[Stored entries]

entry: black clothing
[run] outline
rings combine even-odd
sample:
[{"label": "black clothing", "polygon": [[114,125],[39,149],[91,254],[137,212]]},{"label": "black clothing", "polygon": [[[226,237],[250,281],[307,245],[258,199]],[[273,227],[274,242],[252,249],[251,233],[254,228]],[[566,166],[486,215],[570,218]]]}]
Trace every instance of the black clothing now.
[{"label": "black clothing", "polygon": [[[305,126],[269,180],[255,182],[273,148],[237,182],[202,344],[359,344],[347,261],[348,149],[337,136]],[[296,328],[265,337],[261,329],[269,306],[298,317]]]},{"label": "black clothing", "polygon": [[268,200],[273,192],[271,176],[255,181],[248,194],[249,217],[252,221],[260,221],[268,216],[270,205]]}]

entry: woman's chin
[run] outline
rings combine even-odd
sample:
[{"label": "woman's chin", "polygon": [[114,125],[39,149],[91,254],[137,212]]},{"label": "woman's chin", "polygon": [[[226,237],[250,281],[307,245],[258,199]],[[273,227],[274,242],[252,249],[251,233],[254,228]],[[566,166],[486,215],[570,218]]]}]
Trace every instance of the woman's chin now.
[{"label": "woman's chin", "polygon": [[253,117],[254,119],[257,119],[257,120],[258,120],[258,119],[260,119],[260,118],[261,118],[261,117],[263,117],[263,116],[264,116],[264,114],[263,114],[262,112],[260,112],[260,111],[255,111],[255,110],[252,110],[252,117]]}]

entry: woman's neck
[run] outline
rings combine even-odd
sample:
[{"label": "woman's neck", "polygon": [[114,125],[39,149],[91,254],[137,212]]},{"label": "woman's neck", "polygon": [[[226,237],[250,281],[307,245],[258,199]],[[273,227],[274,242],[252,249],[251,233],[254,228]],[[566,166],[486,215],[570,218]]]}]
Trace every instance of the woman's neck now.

__WHAT THE TASK ASKS__
Filter the records above for lines containing the word "neck", and copy those lines.

__PROBLEM SOLUTION__
entry: woman's neck
[{"label": "woman's neck", "polygon": [[114,125],[39,149],[91,254],[137,212]]},{"label": "woman's neck", "polygon": [[[226,237],[250,281],[307,245],[258,199]],[[273,227],[274,242],[252,249],[251,233],[254,228]],[[566,166],[486,215],[570,218]]]}]
Trace every instance of the woman's neck now.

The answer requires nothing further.